## TASK
Without skipping or changing anything, print all the entries.

[Records contained in a dataset]
──────────

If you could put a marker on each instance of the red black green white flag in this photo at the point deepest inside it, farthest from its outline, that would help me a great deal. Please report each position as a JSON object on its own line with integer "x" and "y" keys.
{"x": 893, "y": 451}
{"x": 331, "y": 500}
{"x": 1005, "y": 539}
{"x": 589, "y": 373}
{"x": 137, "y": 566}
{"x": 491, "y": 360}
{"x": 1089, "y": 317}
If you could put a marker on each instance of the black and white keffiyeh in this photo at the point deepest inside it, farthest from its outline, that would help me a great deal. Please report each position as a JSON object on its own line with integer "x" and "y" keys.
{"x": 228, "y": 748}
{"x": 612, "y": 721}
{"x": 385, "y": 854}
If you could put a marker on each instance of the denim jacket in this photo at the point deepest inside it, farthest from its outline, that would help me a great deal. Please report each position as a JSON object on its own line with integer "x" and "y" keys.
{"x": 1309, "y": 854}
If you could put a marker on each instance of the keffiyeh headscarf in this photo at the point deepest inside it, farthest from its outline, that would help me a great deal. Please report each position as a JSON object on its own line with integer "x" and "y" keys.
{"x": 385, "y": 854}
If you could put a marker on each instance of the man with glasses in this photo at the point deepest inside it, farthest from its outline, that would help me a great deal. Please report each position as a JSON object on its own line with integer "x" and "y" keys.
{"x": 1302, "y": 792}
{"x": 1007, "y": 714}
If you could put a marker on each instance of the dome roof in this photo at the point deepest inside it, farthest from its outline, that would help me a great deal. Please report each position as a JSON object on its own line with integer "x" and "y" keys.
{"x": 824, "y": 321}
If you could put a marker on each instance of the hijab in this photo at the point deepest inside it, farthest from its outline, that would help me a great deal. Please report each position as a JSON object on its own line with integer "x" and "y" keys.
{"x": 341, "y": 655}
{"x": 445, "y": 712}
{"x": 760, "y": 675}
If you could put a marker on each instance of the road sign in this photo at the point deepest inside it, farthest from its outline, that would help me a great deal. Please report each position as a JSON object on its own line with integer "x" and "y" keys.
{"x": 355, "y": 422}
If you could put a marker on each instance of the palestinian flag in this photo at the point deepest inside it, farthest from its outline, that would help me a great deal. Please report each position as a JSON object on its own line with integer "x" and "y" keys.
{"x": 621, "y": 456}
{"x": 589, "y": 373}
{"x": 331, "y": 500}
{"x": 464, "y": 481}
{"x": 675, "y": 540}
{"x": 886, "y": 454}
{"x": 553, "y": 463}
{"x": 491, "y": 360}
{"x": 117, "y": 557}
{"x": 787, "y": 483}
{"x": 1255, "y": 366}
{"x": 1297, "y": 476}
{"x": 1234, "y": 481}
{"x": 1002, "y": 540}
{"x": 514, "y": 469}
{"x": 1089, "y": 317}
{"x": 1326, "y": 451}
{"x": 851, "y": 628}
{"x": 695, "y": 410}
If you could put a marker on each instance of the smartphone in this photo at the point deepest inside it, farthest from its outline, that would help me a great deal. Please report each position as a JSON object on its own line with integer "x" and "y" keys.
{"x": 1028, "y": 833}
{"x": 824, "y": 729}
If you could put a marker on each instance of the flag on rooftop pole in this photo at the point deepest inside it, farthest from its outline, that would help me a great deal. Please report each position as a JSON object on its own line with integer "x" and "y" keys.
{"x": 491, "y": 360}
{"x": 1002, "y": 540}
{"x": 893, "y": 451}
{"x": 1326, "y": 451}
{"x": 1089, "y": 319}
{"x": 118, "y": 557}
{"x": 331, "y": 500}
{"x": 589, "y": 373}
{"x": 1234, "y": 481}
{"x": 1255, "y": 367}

──────────

## SOLVED EXERCISE
If you could put a marker on each instance of the red black green white flag in this photo at the point deepest inside it, farthest from its outline, that would help me a great deal. Please report each position as a JSON object on its own line with integer "x" and "y" keys.
{"x": 893, "y": 451}
{"x": 331, "y": 500}
{"x": 1005, "y": 539}
{"x": 589, "y": 373}
{"x": 137, "y": 566}
{"x": 491, "y": 360}
{"x": 1089, "y": 317}
If you could put a marker on each instance of the black and white keffiyeh in this photo at the point deepest inside it, farthest from its outline, that would help me a great deal. Please report each position as a JSON object on its own line with integer "x" and "y" keys.
{"x": 228, "y": 748}
{"x": 612, "y": 721}
{"x": 385, "y": 854}
If you could put a marker on each instance of the denim jacket in this photo at the point deepest inside it, farthest from its outline, that would help me a great deal. Please report each position as a JSON object on its own line with integer "x" and "y" keys.
{"x": 1309, "y": 854}
If you could put a marker on each instance of the keffiyeh headscarf in this photo at the point deepest inside it, farthest from its outline, that would help me a great deal. Please report each position as a JSON object on its own line with integer "x" and "y" keys.
{"x": 385, "y": 854}
If you could put a marker on each instance of the man with glasses in this photo at the point deepest inside it, farthest from its outline, that would help me a great deal. Please report each position as a JSON object on its own line with integer "x" and "y" keys.
{"x": 1302, "y": 792}
{"x": 1007, "y": 714}
If you could put a marker on each instance of the dome roof in this photo at the point deepest inside it, farthest from its outline, that would help me a great deal. Please report each position as a JSON object on its own line with integer "x" and "y" keys.
{"x": 824, "y": 321}
If you could put a marker on each instance of the hijab in this photo at the point deepest inside it, farthest from its outline, that would help me a great deal. Please report each position as a JSON object on its own line with integer "x" and "y" keys.
{"x": 341, "y": 655}
{"x": 445, "y": 712}
{"x": 760, "y": 675}
If you could put a marker on each instance of the road sign in this photo at the point deepest inside it, farthest from its outline, that would help me a great deal. Please report each position as a JSON object on its own line with integer "x" and "y" keys.
{"x": 355, "y": 422}
If you could put a marker on each instance of the palestinian flag in this photo at the point deepest inside it, farthest from its outline, that would help me a great deal. Please report each position as a JSON object on its own line with integer "x" and "y" keys.
{"x": 621, "y": 456}
{"x": 589, "y": 373}
{"x": 331, "y": 500}
{"x": 464, "y": 481}
{"x": 675, "y": 540}
{"x": 886, "y": 454}
{"x": 553, "y": 463}
{"x": 491, "y": 360}
{"x": 117, "y": 557}
{"x": 787, "y": 483}
{"x": 1255, "y": 366}
{"x": 1297, "y": 476}
{"x": 1234, "y": 481}
{"x": 1002, "y": 540}
{"x": 514, "y": 469}
{"x": 1089, "y": 317}
{"x": 1326, "y": 451}
{"x": 851, "y": 628}
{"x": 695, "y": 410}
If you could put a marker on each instance of the smartphone in this photo at the point deepest inside it, farthest from its outline, that would help me a great deal. Please report each position as a JSON object on its own line with integer "x" and "y" keys.
{"x": 1028, "y": 833}
{"x": 824, "y": 729}
If you could put a marker on each instance of the flag on rooftop pole in this photo at the point deepest inside it, farthest from its outline, that would help me a great deal. Please report each position as a JSON object on its own line with integer "x" and "y" keys.
{"x": 491, "y": 360}
{"x": 1002, "y": 540}
{"x": 893, "y": 451}
{"x": 1326, "y": 451}
{"x": 1089, "y": 319}
{"x": 118, "y": 557}
{"x": 331, "y": 500}
{"x": 589, "y": 373}
{"x": 1234, "y": 481}
{"x": 1255, "y": 367}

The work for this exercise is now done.